[WHAT IS ASKED]
A - Answer these questions from the JPPF forum thread:
(i) How many posts does the author kilik have?
(ii) Which version of the user guide does the post cite?
(iii) What default value does that guide give for "jppf.recovery.enabled" on the server?
B - Return the part of the JPPF forum thread that begins at the words "According to the" and ends after the words "this configuration property.". Copy it word for word.

[DOCUMENT SEGMENT]
JPPF, java, parallel computing, distributed computing, grid computing, parallel, distributed, cluster, grid, cloud, open source, android, .net
JPPF

The open source
grid computing
solution

 Home   About   Features   Download   Documentation   On Github   Forums 
June 03, 2023, 04:50:09 PM *
Welcome,
Please login or register.

Login with username, password and session length
Advanced search  
News: New users, please read this message. Thank you!
  Home Help Search Login Register  
Pages: [1]   Go Down

Author Topic: [JPPF v3] Default recovery configuration on server  (Read 2226 times)

kilik

  • JPPF Knight
  • **
  • Posts: 16
[JPPF v3] Default recovery configuration on server
« on: May 03, 2012, 10:30:00 AM »

According to the user guide of 3.0.1, the default value of configuration property "jppf.recovery.enabled" on server is "false". Does it mean failover will not take place if remote nodes encounter hardware failure? But actually, I observed the failover by running template application and simulating hardware failure on a node. So it makes me very confused about this configuration property.

[SOURCE DATA]
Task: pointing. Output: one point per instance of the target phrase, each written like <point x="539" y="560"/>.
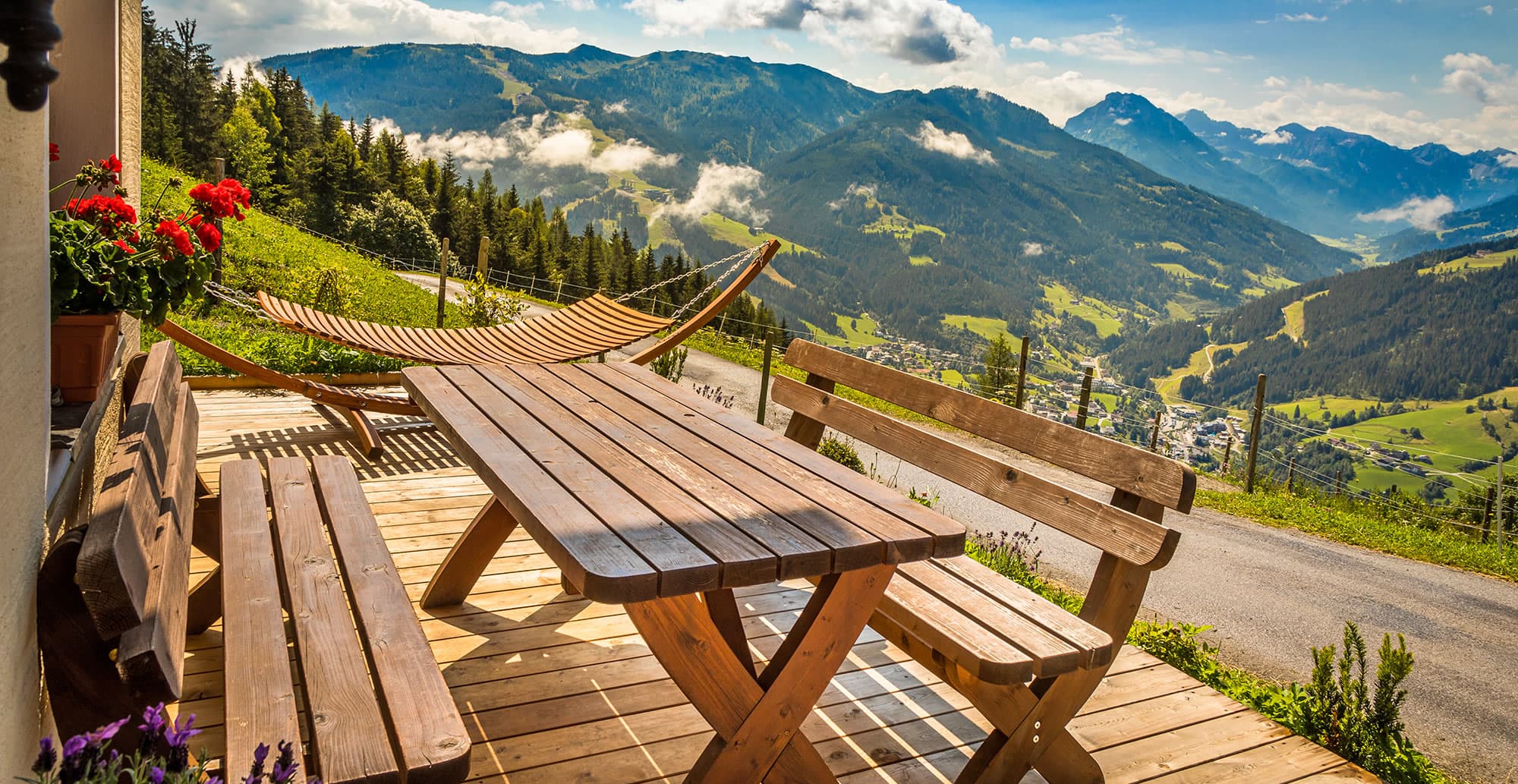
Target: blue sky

[RESPONSES FOR EACH TASK]
A -
(i) 16
(ii) 3.0.1
(iii) "false"

B -
According to the user guide of 3.0.1, the default value of configuration property "jppf.recovery.enabled" on server is "false". Does it mean failover will not take place if remote nodes encounter hardware failure? But actually, I observed the failover by running template application and simulating hardware failure on a node. So it makes me very confused about this configuration property.